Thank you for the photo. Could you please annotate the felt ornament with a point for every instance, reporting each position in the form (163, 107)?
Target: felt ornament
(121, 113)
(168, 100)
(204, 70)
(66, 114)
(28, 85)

━━━

题目.
把上面的全部行改写成编号列表，空行不计入。

练习解答.
1. Thank you for the photo. Could you please annotate the felt ornament with a point for every instance, reporting each position in the form (163, 107)?
2. Target: felt ornament
3. (121, 113)
4. (168, 100)
5. (204, 70)
6. (66, 114)
7. (28, 85)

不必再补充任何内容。